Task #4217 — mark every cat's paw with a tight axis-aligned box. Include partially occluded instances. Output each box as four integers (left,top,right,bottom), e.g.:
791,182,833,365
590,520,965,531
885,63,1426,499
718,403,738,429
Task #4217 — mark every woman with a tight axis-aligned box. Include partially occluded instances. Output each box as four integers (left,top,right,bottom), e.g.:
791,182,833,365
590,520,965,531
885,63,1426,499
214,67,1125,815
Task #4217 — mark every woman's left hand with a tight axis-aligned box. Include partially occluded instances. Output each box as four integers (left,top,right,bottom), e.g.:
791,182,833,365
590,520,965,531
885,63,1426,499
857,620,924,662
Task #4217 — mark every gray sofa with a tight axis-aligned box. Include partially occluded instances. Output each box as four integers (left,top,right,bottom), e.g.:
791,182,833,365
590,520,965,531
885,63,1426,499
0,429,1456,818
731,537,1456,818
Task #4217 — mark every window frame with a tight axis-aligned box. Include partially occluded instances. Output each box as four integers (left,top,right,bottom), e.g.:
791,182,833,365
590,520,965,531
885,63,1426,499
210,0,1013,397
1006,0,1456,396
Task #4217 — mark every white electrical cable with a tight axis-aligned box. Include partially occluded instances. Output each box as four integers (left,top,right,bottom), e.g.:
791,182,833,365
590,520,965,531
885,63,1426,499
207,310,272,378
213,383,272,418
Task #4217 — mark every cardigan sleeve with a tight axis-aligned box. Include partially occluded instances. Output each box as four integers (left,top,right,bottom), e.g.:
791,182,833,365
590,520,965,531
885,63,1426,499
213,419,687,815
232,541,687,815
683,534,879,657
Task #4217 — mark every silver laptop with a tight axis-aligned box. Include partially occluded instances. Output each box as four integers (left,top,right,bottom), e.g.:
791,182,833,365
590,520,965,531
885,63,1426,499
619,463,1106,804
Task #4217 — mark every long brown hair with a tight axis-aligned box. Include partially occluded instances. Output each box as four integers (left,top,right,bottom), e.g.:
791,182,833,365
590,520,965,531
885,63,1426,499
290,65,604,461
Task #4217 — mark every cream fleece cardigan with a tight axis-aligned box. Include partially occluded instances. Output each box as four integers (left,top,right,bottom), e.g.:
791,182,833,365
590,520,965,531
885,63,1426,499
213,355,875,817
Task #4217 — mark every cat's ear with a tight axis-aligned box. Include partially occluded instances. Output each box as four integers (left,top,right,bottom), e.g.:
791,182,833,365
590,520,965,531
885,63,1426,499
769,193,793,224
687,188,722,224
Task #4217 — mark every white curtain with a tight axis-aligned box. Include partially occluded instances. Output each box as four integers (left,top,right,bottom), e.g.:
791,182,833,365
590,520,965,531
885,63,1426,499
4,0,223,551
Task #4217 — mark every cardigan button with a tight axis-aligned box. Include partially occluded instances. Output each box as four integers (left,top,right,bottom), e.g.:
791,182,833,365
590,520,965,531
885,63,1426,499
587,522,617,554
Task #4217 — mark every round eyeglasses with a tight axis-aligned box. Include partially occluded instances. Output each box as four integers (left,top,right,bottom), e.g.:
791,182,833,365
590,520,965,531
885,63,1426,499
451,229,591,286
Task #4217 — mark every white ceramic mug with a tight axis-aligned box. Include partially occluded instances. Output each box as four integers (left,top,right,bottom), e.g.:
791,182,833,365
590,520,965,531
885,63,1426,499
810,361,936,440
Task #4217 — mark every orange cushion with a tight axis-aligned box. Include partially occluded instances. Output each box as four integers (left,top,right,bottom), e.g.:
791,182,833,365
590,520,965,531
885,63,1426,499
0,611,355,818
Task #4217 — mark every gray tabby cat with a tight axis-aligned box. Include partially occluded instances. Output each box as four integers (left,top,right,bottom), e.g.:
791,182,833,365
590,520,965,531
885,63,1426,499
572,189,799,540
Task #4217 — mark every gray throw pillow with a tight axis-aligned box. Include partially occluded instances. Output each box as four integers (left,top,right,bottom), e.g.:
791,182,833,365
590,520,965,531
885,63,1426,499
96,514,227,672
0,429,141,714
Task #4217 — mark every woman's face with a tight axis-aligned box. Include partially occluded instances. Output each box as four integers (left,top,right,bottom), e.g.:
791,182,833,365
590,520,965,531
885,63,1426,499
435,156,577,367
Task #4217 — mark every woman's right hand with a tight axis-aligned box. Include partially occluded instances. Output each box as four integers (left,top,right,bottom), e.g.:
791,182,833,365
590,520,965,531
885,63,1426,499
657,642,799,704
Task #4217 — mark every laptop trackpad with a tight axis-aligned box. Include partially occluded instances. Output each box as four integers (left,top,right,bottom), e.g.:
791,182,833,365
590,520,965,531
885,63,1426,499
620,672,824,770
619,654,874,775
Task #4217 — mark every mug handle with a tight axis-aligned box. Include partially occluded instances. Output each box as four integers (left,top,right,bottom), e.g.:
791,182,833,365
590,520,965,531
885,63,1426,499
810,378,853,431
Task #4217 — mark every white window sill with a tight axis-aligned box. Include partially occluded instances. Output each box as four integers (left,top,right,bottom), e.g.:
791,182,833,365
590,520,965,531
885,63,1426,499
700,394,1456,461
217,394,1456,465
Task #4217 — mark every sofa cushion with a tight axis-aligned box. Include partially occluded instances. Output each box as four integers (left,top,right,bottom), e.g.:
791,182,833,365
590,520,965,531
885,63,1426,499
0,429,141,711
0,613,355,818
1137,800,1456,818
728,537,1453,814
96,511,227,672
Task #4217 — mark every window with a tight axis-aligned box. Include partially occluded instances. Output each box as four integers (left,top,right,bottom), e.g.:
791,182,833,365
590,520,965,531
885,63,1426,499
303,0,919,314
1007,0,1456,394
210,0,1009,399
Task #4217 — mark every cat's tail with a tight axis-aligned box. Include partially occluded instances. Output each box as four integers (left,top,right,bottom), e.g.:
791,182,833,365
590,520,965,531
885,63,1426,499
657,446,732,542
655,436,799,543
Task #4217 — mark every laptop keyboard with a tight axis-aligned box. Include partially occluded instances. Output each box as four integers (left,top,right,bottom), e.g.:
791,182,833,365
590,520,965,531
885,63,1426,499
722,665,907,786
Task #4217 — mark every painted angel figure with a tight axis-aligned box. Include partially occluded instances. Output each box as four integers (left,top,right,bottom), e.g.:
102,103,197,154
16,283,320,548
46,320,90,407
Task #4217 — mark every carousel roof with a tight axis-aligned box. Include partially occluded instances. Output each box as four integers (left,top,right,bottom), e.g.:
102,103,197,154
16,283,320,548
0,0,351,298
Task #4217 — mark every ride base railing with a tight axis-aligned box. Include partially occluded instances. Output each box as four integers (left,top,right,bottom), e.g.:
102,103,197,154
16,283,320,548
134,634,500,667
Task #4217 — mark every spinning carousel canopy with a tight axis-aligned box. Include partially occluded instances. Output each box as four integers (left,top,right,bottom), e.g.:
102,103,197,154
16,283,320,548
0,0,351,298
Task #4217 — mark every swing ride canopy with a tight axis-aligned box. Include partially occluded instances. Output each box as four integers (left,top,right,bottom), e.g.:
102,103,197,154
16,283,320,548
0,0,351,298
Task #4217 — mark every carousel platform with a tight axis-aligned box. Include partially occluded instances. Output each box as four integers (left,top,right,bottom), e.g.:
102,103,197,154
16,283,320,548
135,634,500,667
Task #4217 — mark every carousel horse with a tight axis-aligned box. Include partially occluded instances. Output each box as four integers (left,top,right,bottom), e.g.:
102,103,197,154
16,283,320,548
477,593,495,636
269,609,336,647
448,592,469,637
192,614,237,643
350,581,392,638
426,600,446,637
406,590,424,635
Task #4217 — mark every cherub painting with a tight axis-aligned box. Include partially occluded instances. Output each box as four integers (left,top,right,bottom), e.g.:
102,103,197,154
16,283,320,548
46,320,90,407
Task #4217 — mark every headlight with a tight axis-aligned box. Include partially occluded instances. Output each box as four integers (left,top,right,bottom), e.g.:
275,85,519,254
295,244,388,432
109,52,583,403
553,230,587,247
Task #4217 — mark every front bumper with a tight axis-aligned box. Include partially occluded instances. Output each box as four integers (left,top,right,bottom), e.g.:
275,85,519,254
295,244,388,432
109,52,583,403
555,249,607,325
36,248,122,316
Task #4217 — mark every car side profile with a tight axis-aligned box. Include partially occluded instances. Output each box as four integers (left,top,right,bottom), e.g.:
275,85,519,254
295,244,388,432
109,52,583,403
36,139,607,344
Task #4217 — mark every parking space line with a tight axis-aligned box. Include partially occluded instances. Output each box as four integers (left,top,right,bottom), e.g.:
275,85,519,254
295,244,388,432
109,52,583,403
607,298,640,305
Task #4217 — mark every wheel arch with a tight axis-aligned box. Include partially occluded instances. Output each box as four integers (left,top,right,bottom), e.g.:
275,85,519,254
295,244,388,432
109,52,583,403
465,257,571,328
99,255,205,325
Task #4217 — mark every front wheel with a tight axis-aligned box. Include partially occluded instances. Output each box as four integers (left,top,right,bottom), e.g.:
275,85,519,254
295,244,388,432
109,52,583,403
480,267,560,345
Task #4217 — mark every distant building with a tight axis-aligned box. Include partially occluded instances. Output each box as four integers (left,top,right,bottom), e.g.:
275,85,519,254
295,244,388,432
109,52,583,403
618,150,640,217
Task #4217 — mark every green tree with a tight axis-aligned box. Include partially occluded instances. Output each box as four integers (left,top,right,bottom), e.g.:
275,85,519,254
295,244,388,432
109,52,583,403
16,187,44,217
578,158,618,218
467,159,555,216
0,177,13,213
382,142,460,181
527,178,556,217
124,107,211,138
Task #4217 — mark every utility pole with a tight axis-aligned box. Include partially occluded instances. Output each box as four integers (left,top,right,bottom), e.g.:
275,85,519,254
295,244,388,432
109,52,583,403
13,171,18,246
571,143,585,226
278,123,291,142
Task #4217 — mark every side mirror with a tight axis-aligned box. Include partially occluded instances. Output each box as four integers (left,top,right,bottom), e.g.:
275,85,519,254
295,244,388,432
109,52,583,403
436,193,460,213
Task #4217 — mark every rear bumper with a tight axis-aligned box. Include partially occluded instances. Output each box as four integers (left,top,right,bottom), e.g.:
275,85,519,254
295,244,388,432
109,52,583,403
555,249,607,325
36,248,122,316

* Given problem
Put the lines of the entries, starting at the line that contains "Task #4217 — mark every gray throw" and ending at the line that contains "217,394,1456,465", into a Markdown table with the columns No. and Line. Number the rows in order and leave out any blank lines.

* Full response
| No. | Line |
|---|---|
| 1 | Task #4217 — mark every gray throw pillow with a tight axis-aligned box. Include partially occluded instances. Output each box as four integers (left,top,right,bottom), e.g.: |
| 2 | 791,182,833,365 |
| 3 | 590,520,965,531 |
| 4 | 885,63,1426,499 |
| 5 | 96,514,227,672 |
| 6 | 0,429,141,714 |
| 7 | Task #4217 — mark every woman's face with a tight axis-aligned box. Include partially occluded instances. Output each box as four integers (left,top,right,bottom), e.g.: |
| 8 | 791,182,833,365 |
| 9 | 590,520,965,531 |
| 10 | 885,63,1426,499 |
| 11 | 435,156,577,367 |
| 12 | Task #4217 — mark every woman's right hand with a tight axis-aligned box. Include partially occluded instances. Output each box as four integers (left,top,right,bottom), e.g.: |
| 13 | 791,182,833,365 |
| 14 | 590,520,965,531 |
| 15 | 885,63,1426,499 |
| 16 | 657,642,799,704 |
| 17 | Task #4217 — mark every laptop trackpad with a tight axis-aligned box. Include partially occluded instances. Output each box as four integers (left,top,right,bottom), e.g.: |
| 18 | 791,182,833,365 |
| 19 | 590,520,965,531 |
| 20 | 885,63,1426,499 |
| 21 | 620,672,824,770 |
| 22 | 619,654,874,775 |
| 23 | Task #4217 — mark every mug handle with a tight axis-aligned box. Include partially occluded instances. Output each box as four integers (left,top,right,bottom), e.g.: |
| 24 | 791,182,833,365 |
| 25 | 590,520,965,531 |
| 26 | 885,63,1426,499 |
| 27 | 810,378,853,431 |
| 28 | Task #4217 — mark every white window sill with a tight axis-aligned box. Include partially occluded instances. Output each box as four integers (left,top,right,bottom), e.g.: |
| 29 | 791,182,833,365 |
| 30 | 590,520,965,531 |
| 31 | 885,63,1426,499 |
| 32 | 700,394,1456,461 |
| 33 | 217,394,1456,465 |